WHAT THIS TASK INVOLVES>
If a line in the data has the string "instance", please show it.

PROVIDED ENTRIES>
——————

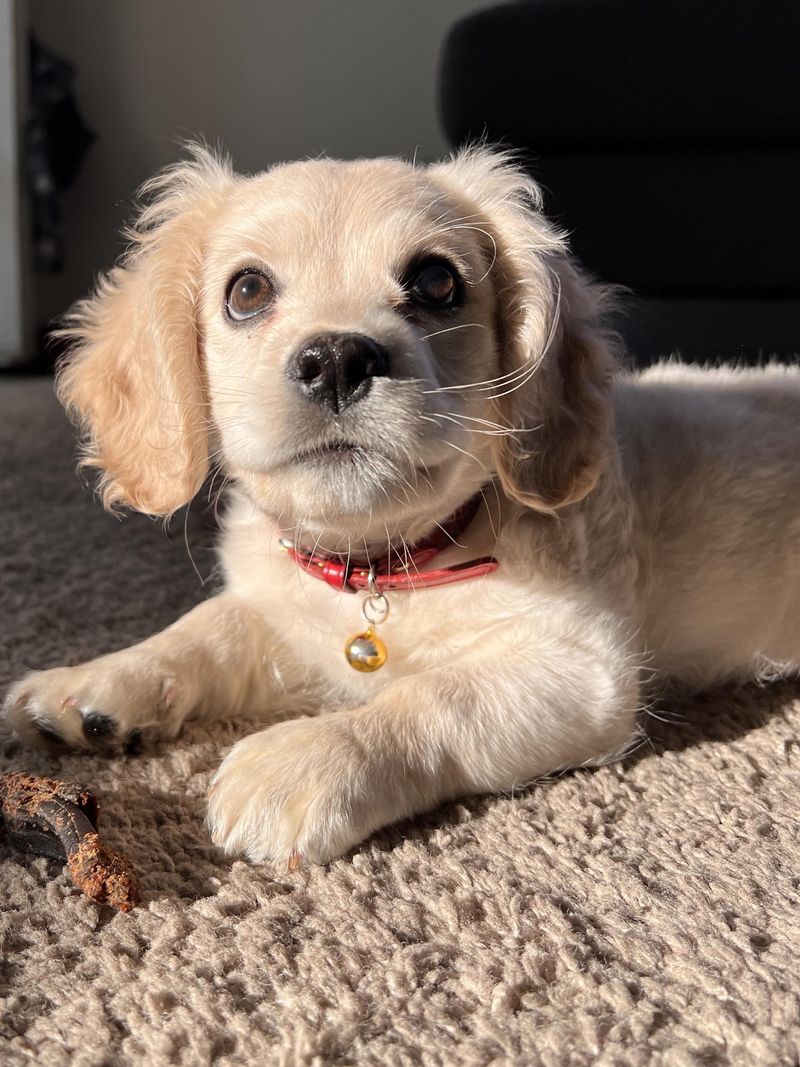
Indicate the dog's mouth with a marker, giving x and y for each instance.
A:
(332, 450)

——————

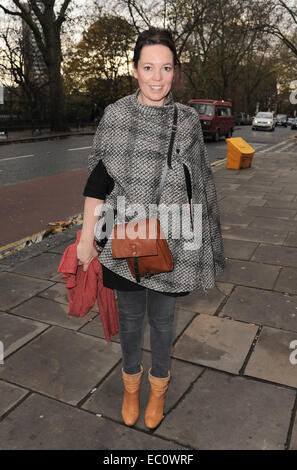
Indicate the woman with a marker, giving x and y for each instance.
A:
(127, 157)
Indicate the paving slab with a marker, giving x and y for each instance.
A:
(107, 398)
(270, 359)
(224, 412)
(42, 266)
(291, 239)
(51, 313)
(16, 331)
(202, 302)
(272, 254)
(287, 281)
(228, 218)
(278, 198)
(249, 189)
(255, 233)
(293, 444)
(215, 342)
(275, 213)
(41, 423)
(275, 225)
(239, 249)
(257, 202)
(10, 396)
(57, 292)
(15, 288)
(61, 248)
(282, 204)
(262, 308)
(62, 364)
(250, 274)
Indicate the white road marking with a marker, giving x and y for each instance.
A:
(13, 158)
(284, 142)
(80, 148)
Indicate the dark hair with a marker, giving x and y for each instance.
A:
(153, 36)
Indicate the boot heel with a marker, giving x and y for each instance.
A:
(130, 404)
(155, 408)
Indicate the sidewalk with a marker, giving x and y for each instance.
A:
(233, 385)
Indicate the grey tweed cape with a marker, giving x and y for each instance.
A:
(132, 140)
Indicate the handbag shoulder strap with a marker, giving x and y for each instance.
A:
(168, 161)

——————

WRITTEN SOLUTION>
Indicate the dog's mouth with a marker, giving x and y for each instance.
Indicate the woman with a marker, giving x and y for each instance.
Indicate the paving slab with a marker, giving x and y for each instance.
Indicate the white road marking with a marker, giving x and y for each instance.
Indicate the dark hair with a marker, giving x and y for each instance.
Indicate the boot heel with a marker, giving x and y for each instance.
Indicate the sidewalk with a marker, giving x and y for each instance.
Indicate the grey tweed cape with a marker, giving x and y for each instance.
Indicate the handbag shoulder strap with a marker, giving x and y for each instance.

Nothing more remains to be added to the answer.